Image-grounded pointing data
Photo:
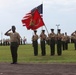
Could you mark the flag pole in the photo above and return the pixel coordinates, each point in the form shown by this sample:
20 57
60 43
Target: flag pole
44 25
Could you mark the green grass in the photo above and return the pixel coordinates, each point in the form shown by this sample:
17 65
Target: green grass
25 55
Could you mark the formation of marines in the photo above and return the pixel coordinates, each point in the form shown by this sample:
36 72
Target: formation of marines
60 39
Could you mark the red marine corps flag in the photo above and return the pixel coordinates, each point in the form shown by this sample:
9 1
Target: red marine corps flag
33 20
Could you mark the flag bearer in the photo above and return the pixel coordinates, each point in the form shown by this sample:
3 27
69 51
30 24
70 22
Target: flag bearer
14 43
52 41
35 43
42 42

* PROBLEM DETAILS
All of the records must come back exactly as they stand, minus every picture.

* RESPONSE BELOW
Photo:
Could you mark the flag pole in the photo above and return the pixel coordinates, each point in the form shown by this sample:
20 57
60 43
Target: flag pole
44 25
Could you mark the green grass in the photo above and return the pixel coordinates, each point in the form shown by this sample:
17 65
Target: green grass
25 55
Could you mark the formation of marines in the photo above and return the pixel coordinates, each point in the form shown by this sample:
36 72
Target: formation of marines
60 39
Could you mark the red marine corps flag in the photo above and return the pixel coordinates, each point in the form shown by this sample:
9 1
Target: red marine corps flag
33 20
Could you mark the flag bearer in the photo above and return the pixel coordinates, each point in the form shown by this sample:
3 27
69 51
30 24
70 22
Target: flag bearer
14 43
52 41
35 43
42 42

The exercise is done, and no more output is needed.